◆ DOCUMENT TEXT
------------------------

For surface area and activity methods a potentiostat (commercially available under the trade designation “SOLARTRON CELLTEST 1470” from Solartron Analytical, Oak Ridge, Tenn.) and a software package (commercially available under the trade designation “CORWARE” from Scribner Associates, Inc., Southern Pines, N.C.) were used.
Alternating current (AC) impedances were measured for each of Examples 1-3 pursuant to the following “AC impedance measurement” to determine resistance of the catalyst layer, as well as the interference resistance between the catalyst layer and the polymer electrolyte membrane. The AC impedance was measured using a potentiostat (commercially available under the trade designation “SOLARTRON CELLTEST 1470” from Solartron Analytical, Oak Ridge, Tenn.), with a frequency response analyzer (commercially available under the trade designation “SOLARTRON SI 1250” from Solartron Analytical), and a software package (commercially available under the trade designation “ZPLOT” from Scribner Associates, Inc., Southern Pines, N.C.). Measurements were taken at open circuit voltage under hydrogen in the frequency range of 1 hertz-10 kilohertz. The hydrogen streams introduced to the anode and cathode sides of the cell each had a flow rate of 500 standard cubic centimeters/minute (sccm). The measurements were taken at 75° C. with approximately 132% relative humidity at ambient pressure.
FIG. 6 is a graph of the AC impedances (total ohms measured for the 50-centimeter²active area) measured pursuant to the AC impedance measurement method for Examples 1-3. As shown, Example 2 exhibits lower impedances compared to Example 1. Similar to high surface area measured for the Example 3 support and the catalytic activity, this is believed to be due to the presence of these films on the original Freudenberg material. Both high and low frequency impedance for Example 3 is lower than Example 1 and Example 2.
The advantages of the carbon nanotube and microporous carbon skeleton modified support are illustrated by following the increase of the surface area of the modified support as the main prerequisite for a good catalyst support and, related to it, the increase in the inherent catalytic activity of the modified support for oxygen reduction as well as the decrease in the total impedance of the modified support for the electrochemical reaction taking place at its surface.

------------------------

◆ DATASET EXCERPTS
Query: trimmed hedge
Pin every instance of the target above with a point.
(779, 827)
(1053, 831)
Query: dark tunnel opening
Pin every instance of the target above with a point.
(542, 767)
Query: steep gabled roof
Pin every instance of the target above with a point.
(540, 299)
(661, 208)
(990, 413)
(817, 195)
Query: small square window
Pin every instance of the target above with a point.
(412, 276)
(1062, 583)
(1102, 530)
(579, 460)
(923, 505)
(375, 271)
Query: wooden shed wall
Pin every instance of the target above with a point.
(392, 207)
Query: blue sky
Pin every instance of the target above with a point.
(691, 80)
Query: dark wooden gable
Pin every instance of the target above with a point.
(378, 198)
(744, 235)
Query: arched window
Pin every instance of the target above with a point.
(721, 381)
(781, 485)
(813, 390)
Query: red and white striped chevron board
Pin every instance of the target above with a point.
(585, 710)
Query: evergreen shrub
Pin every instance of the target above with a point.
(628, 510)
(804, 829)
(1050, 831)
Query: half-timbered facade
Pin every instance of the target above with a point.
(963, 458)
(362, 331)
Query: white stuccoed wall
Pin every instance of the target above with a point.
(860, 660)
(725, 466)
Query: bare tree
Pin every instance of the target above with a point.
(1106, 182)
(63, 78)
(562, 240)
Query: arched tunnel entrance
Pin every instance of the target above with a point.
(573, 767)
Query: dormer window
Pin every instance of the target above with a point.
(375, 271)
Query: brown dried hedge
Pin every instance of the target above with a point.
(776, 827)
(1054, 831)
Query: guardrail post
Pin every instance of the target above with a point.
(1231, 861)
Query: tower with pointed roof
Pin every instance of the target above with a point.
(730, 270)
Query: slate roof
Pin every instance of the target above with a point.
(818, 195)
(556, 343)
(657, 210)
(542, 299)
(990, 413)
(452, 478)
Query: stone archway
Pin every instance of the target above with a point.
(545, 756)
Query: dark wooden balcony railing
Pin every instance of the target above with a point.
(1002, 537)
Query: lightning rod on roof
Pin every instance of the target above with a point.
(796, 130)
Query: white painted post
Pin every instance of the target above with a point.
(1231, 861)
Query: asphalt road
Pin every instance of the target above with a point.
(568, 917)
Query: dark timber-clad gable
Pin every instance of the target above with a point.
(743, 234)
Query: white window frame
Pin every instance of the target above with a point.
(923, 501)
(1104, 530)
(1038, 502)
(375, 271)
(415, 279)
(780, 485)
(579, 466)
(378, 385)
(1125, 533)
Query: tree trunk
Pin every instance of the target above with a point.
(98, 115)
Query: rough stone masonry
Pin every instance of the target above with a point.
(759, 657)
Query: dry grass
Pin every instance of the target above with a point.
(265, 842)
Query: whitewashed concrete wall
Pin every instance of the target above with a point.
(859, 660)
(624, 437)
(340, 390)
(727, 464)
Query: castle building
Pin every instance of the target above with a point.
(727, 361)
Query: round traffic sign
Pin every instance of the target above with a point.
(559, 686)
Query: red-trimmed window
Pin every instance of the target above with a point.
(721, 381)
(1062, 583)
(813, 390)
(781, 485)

------------------------

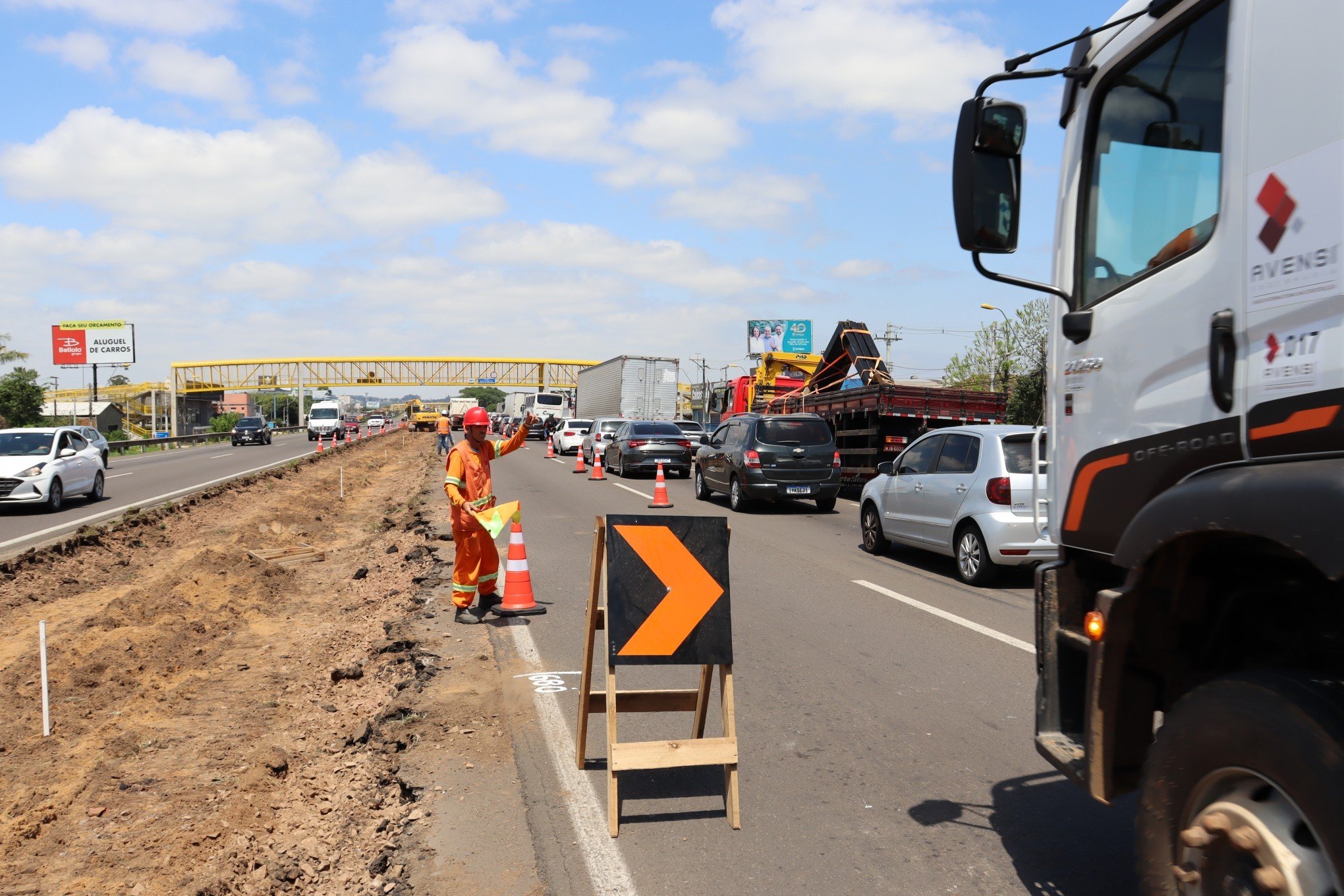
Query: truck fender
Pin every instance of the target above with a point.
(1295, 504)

------------------------

◆ PROMPT
Print the catalyst support text word for word, from "The advantages of" up to and including "at its surface.".

◆ COMPLETED TASK
The advantages of the carbon nanotube and microporous carbon skeleton modified support are illustrated by following the increase of the surface area of the modified support as the main prerequisite for a good catalyst support and, related to it, the increase in the inherent catalytic activity of the modified support for oxygen reduction as well as the decrease in the total impedance of the modified support for the electrochemical reaction taking place at its surface.